→ **Problem**
Using the entries below, show all lines with the string "grass".

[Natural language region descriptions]
--- START ---
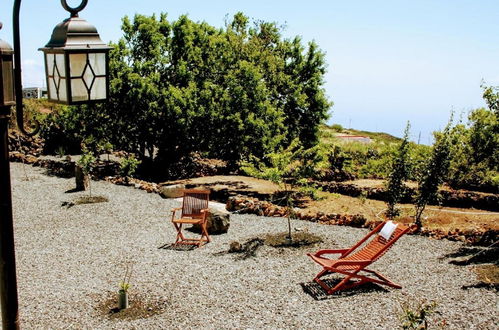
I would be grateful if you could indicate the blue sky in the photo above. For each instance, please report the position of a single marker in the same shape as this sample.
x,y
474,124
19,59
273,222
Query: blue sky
x,y
388,61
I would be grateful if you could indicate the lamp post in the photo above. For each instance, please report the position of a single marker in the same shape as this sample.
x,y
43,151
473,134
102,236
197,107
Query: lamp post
x,y
76,66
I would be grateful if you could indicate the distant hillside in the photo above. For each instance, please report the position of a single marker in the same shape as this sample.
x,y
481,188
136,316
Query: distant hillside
x,y
329,135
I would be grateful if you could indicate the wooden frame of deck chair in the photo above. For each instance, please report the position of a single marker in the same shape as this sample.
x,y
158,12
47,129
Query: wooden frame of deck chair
x,y
354,260
194,211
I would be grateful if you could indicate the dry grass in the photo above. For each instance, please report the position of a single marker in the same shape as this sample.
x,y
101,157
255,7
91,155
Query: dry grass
--- END ---
→ **Exercise output**
I would be grateful if you could indicate the dry grass in the photo above. For each instance, please report the position of a single marker in the same shape as this sample.
Query: dry grass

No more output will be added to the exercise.